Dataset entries
______________________________
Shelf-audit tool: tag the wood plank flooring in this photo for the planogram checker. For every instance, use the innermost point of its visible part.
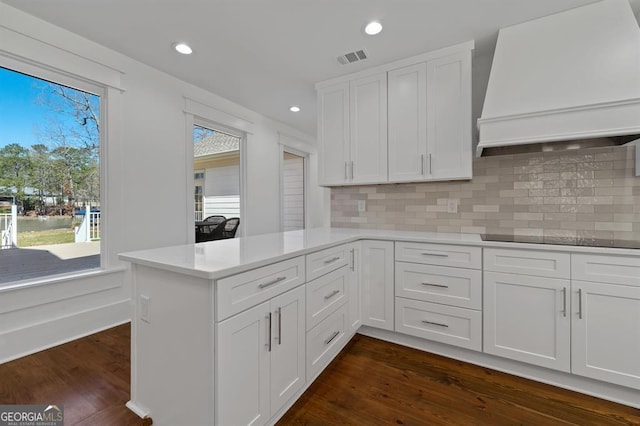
(371, 382)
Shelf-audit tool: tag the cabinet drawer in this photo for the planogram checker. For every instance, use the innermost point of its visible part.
(236, 293)
(325, 294)
(446, 324)
(325, 341)
(623, 270)
(440, 284)
(528, 262)
(324, 261)
(439, 254)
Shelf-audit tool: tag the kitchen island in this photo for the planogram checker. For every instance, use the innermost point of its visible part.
(234, 331)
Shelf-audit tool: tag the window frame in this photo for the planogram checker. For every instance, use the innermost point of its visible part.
(43, 72)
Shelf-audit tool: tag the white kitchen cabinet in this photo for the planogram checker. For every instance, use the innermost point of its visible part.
(526, 318)
(355, 303)
(408, 123)
(449, 127)
(333, 133)
(260, 359)
(605, 335)
(352, 128)
(377, 282)
(368, 123)
(430, 120)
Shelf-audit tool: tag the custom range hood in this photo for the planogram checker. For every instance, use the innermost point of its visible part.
(570, 76)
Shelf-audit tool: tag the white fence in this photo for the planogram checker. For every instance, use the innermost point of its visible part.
(89, 229)
(9, 227)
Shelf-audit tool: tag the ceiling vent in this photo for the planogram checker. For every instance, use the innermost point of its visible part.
(351, 57)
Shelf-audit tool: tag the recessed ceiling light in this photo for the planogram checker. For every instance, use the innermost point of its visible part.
(373, 28)
(183, 48)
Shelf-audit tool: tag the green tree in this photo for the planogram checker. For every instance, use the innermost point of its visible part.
(15, 166)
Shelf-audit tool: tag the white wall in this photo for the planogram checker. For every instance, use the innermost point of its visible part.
(147, 163)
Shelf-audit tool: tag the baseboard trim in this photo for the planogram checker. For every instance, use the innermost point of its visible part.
(139, 411)
(603, 390)
(34, 338)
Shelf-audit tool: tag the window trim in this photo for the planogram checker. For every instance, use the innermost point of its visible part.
(284, 147)
(194, 120)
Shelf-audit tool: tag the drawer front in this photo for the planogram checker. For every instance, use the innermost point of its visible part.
(623, 270)
(440, 284)
(325, 295)
(325, 261)
(447, 324)
(325, 341)
(528, 262)
(439, 254)
(239, 292)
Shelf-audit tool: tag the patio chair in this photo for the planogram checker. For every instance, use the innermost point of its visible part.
(210, 232)
(230, 227)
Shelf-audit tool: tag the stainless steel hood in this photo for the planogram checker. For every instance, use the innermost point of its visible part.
(569, 76)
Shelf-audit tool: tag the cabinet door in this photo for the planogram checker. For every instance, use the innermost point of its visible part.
(242, 368)
(288, 347)
(368, 123)
(526, 318)
(376, 282)
(449, 117)
(353, 283)
(333, 133)
(605, 334)
(408, 123)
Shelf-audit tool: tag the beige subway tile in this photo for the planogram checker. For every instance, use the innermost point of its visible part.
(577, 225)
(529, 232)
(473, 229)
(528, 216)
(615, 190)
(551, 192)
(485, 208)
(613, 226)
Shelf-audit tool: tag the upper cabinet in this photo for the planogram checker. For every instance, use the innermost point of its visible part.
(352, 122)
(408, 121)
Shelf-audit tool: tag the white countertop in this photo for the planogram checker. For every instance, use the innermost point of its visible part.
(217, 259)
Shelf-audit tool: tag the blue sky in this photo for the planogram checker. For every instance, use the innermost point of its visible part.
(20, 112)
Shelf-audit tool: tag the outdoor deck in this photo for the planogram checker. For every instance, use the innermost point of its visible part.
(18, 264)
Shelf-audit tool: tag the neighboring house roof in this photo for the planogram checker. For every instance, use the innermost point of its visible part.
(216, 143)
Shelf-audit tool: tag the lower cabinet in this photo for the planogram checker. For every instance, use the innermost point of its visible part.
(605, 335)
(260, 359)
(377, 282)
(526, 318)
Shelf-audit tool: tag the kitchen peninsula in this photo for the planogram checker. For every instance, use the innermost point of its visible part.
(233, 332)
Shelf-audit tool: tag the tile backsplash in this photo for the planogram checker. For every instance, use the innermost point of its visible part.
(556, 196)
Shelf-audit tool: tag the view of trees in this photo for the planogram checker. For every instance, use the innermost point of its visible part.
(61, 172)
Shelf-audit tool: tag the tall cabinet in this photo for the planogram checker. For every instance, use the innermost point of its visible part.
(430, 120)
(352, 123)
(408, 121)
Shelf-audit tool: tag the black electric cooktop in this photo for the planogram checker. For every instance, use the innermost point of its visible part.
(588, 242)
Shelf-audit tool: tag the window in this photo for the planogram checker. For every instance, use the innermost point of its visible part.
(216, 172)
(50, 199)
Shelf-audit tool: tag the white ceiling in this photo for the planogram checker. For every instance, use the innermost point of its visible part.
(267, 54)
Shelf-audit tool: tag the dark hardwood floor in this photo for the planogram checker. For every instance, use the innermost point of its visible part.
(370, 383)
______________________________
GOAL OF THE EXERCISE
Every line above should be printed again word for word, without its pictures.

RESULT OF THE EXERCISE
Shelf-audit tool: tag the wood plank flooring in this photo for the planogram checker. For every instance, use the innermost point of its visible part.
(371, 382)
Shelf-audit tool: tag the cabinet drawer in this photo for the planogram checker. For every instance, use the innermost point of its visible part.
(236, 293)
(325, 294)
(446, 324)
(325, 341)
(623, 270)
(440, 284)
(528, 262)
(324, 261)
(439, 254)
Shelf-audit tool: tag the kitchen island in this photo for the planogram checker. For every instance, use the innermost point of its visible part.
(234, 331)
Shelf-audit tool: tag the window frame in this photo for the planogram checker. For every instance, use the innermost point of its visible part.
(43, 72)
Shelf-audit tool: tag the white kitchen cabinet in this photo for the planogram checker. For every instance, use the innermost point of its visible part.
(526, 318)
(355, 303)
(408, 123)
(449, 127)
(333, 133)
(260, 359)
(605, 335)
(352, 128)
(377, 282)
(368, 123)
(430, 120)
Shelf-audit tool: tag the custom range hood in this photo for the planogram checker. For every instance, use the innermost point of its visible part.
(570, 76)
Shelf-audit tool: tag the white fence in this photo for the planogram checker. For every instance, use the innermost point of its visible part.
(89, 229)
(9, 227)
Shelf-audit tool: tag the ceiling vent in this photo for the planogram checker. For every instance, use the innermost point of its visible part.
(351, 57)
Shelf-audit tool: tag the recessed ceiling light in this photo for the planogram checker. For every instance, use the innermost point of its visible part.
(373, 28)
(183, 48)
Shelf-audit tool: tag the green tree in this photo for the planogram checker. For every instance, use the innermost point of its visible part.
(15, 166)
Shelf-audit tool: tag the white wall in this photo for the planogram checker. For every instance, use the innermost point of its visible part.
(147, 163)
Shelf-audit tool: tag the baseboard trim in this photo for the planogram checker. For every instance, use the innermost point of its visible part.
(139, 411)
(603, 390)
(34, 338)
Shelf-audit tool: tag the window trim in this photo for the planogram checker. For every instance, use the innermost point of its visible part.
(284, 147)
(194, 120)
Shelf-audit tool: tag the drawer front in this photo for the planogram checker. For every instance, use the innermost point of its visible part.
(623, 270)
(440, 284)
(325, 295)
(325, 261)
(447, 324)
(325, 341)
(528, 262)
(439, 254)
(239, 292)
Shelf-audit tool: tag the patio chair in this photo for the planogram checker. For every instance, use the innermost point of its visible part.
(210, 232)
(230, 227)
Shelf-audit tool: tag the stainless steel hood in this photo for the planogram checker. For every instance, use the innermost point of its visible part.
(569, 76)
Shelf-audit tool: tag the cabinet door in this photo for the planogram checker. For every instance, use the innermost point of its visible part.
(242, 368)
(288, 347)
(368, 123)
(526, 318)
(376, 282)
(449, 117)
(353, 283)
(333, 133)
(605, 334)
(408, 123)
Shelf-audit tool: tag the beige subway tile in this photo for the planogram checker. For every instance, use the innermost point of its visible part.
(577, 225)
(529, 232)
(473, 229)
(528, 216)
(615, 190)
(551, 192)
(485, 208)
(613, 226)
Shelf-audit tool: tag the upper cabinet in this photo for the planogram checker. For every instance, use the innermost point of its visible part.
(352, 122)
(408, 121)
Shelf-audit tool: tag the white countertop in this photo for the planogram checker. For every instance, use the innermost point of its visible part.
(217, 259)
Shelf-audit tool: tag the blue sky in this photo for the planogram checker. For every instance, use the innermost point of its visible part.
(20, 112)
Shelf-audit tool: tag the outdoor deck in this photo for the planogram checker. For every instance, use the innermost point of its visible part.
(18, 264)
Shelf-audit tool: tag the neighboring house roof in this photo for the planogram checker. For every instance, use the innermost point of its visible part.
(216, 143)
Shelf-audit tool: tag the lower cabinet in this photo for the planogram checker. For every instance, use the innermost point of its visible part.
(605, 335)
(260, 359)
(377, 282)
(526, 318)
Shelf-audit tool: tag the kitchen peninsula in this photo for the planogram checker. For every instance, use the innermost point of its visible part.
(233, 332)
Shelf-audit tool: tag the tile backsplash in this photo for the planogram checker. For every instance, use the innermost point of its visible part.
(556, 196)
Shelf-audit tool: tag the view of trees in this photo for the planogram checker. For every instance, use the innermost point of its visible part.
(61, 172)
Shelf-audit tool: tag the tall cabinet in this photo for the planogram checker. For every instance, use the innermost point of its visible part.
(430, 120)
(352, 123)
(408, 121)
Shelf-audit tool: tag the black electric cooktop in this photo for the planogram checker. For every instance, use the innermost point of its visible part.
(588, 242)
Shelf-audit tool: tag the window in this photo for the planogram checker. For every instance, use the innermost point of its visible part.
(216, 172)
(50, 199)
Shelf-audit tool: tag the white ceiling in this photo for the planogram checker. For every instance, use the innermost point of its visible part.
(267, 54)
Shelf-audit tool: tag the dark hardwood floor in this photo for the planogram checker. For every instance, use the innermost point of its visible part.
(370, 383)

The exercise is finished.